### Consigne
Poursuivez le texte sur l'amiante à partir de l'endroit où il s'arrête.

### Texte
Page:Buffon - Œuvres complètes, éd. Lanessan, 1884, tome III.djvu/590

Le texte de cette page a été corrigé et est conforme au fac-similé.

Le talc et l’amiante sont également des produits du mica atténué par l’eau, et l’amiante, quoique assez rare, l’est moins que le talc dont la composition suppose une infinité de filaments réunis de très près, au lieu que dans l’amiante ces filets ou filaments sont séparés, et ne pourraient former du talc que par une seconde opération qui les réunirait : aussi le talc ne se trouve qu’en quelques endroits particuliers, et l’amiante se présente dans plusieurs contrées, et surtout dans les montagnes graniteuses où le mica est abondamment répandu ; il y a même d’assez grandes masses d’amiante dans quelques-unes de ces montagnes[1].

On trouve de l’amiante en Suisse, en Savoie[2] et dans plusieurs autres contrées de l’Europe[3] ; il s’en trouve dans les îles de l’Archipel[4] et dans plusieurs régions du continent de l’Asie, en Perse[5], en Tartarie[6], en Sibérie et même en

  1. M. Gmelin vit, en 1741, la montagne d’asbeste ou d’amiante qui se trouve en Sibérie ; elle est située sur le rivage oriental du Tagil : il y avait environ trente ans que la découverte de ce fossile était faite. La pierre de la montagne est molle, friable et de différentes couleurs, bleue, verte, noire, mais le plus souvent toute grise : sa direction est d’ordinaire à l’Orient, et presque perpendiculaire. Les veines d’asbeste ont toutes sortes de directions ; elles ont quelquefois l’épaisseur de deux ou trois lignes, et vont rarement jusqu’à celle d’un pouce : tant qu’on n’en éparpille pas les filaments, la pierre a la couleur d’un verre luisant et verdâtre ; mais pour peu qu’on la touche, il s’en détache un duvet si délié qu’il égale presque la soie la plus fine. Il s’en trouve aussi des veines qui semblent ne pas être mûres, d’autres qui paraissent trop vieilles, ou qui ne sont pas filamenteuses et tombent en poussière au simple attouchement. Entre la véritable pierre d’amiante, il se trouve une autre pierre verte, qui se divise comme l’asbeste en filaments, mais raides et pierreux : cette pierre verte n’est peut-être autre chose qu’un asbeste. Histoire générale des voyages, t. XVIII, p. 453 et 454.

### Liste fournie
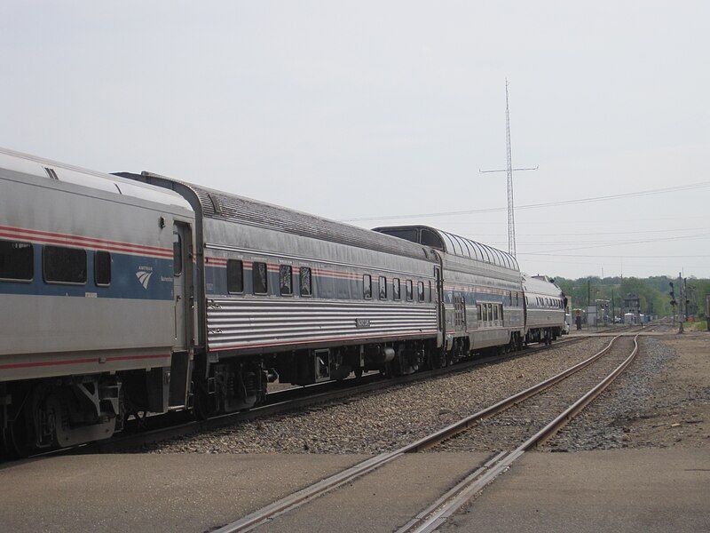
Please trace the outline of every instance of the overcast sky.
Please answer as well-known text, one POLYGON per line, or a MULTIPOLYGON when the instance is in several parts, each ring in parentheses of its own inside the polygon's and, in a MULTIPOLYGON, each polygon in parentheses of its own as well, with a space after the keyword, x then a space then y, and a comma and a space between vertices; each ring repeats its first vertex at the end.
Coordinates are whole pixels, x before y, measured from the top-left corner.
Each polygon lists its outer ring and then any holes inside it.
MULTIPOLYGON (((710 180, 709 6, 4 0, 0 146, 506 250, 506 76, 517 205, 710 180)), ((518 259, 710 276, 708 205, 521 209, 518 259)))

---

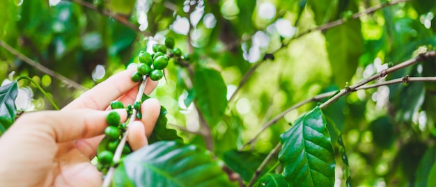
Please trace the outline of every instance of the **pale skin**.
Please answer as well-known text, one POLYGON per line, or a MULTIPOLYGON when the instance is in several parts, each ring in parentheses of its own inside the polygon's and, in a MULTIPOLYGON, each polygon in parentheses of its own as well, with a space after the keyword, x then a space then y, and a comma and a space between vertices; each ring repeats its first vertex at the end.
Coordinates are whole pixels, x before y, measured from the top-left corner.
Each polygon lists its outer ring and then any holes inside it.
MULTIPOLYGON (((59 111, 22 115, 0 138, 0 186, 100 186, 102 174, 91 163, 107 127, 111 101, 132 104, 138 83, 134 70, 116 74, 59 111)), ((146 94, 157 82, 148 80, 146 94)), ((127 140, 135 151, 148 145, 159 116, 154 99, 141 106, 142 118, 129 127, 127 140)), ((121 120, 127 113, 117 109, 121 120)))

--

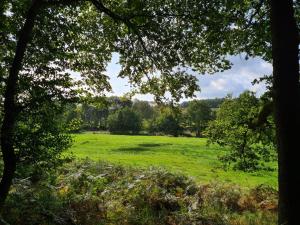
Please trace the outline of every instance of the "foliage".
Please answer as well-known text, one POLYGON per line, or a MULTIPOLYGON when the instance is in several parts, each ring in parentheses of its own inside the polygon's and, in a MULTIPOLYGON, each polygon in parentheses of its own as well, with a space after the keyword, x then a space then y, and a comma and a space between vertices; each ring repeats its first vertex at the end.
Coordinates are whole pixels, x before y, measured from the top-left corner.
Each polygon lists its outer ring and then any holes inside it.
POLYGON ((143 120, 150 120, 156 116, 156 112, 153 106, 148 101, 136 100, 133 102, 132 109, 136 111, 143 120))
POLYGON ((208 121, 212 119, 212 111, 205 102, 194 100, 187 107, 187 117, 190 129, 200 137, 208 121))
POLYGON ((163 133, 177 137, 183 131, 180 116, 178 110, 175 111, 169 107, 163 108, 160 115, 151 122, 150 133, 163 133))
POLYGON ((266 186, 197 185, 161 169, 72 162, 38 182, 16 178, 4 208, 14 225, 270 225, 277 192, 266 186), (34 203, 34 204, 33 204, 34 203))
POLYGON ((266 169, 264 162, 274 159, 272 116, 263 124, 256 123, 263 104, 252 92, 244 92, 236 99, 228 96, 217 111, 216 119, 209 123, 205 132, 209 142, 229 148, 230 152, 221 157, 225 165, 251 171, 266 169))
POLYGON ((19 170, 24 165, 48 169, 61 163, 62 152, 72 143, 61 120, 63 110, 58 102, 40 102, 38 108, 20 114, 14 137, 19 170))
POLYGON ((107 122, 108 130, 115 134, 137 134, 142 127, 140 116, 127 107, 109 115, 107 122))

### Réponse attendue
  2. M. de La Condamine a fait voir un paquet d’amiante très blanc, trouvé dans les montagnes de la Tarentaise, nouvelle source jusqu’à présent inconnue de cette espèce de matière minérale. Mémoires de l’Académie des sciences, année 1761, p. 31. Observations de physique générale.
  3. « Il y a en Norvège, dit Pontoppidan, un rocher d’amiante ou d’asbeste, sorte de matière incombustible : la préparation en est simple ; on le macère d’abord dans l’eau, on le bat ensuite pour l’avoir en filaments ; on en dégage les parties terreuses par une rinçure dans l’eau claire, répétée sept à huit fois ; on le fait sécher sur un tamis, et on le file enfin comme du lin, ayant soin de s’humecter les doigts d’huile afin qu’il soit plus souple à l’eau. » Journal étranger, mois de septembre 1755, p. 213 et 214.
  4. On trouve de plus une certaine pierre en grande quantité dans l’île de Chypre (les anciens l’ont appelée amianthus), surtout en un certain village de même nom, qui était autrefois fort connu et fort renommé à cause de la filasse, du fil et des toiles que les habitants en faisaient. Description de l’Archipel, par Dapper, p. 52.
  5. Ce qu’on trouve de plus particulier dans les montagnes du Caboulistan, en deçà de l’Indus, ce sont des mines assez fréquentes d’amiante, dont les habitants savent bien tirer parti. L’amiante, que l’on nomme vulgairement le lin incombustible, est une matière pierreuse, composée de filets déliés comme de la soie, argentés et luisants, qui s’amollissent dans l’huile, et y acquièrent assez de souplesse pour pouvoir être filés. On en fait des cordes et des toiles assez fines pour servir de mouchoirs, lesquels se blanchissent en les jetant dans le feu d’où ils sortent sans que le tissu en soit le moins du monde endommagé. Nous avons aussi quelques mines d’amiante dans les Pyrénées, dans les montagnes de Gênes, etc. Histoire de Thomas Kouli-Kan ; Paris, 1742, in-12.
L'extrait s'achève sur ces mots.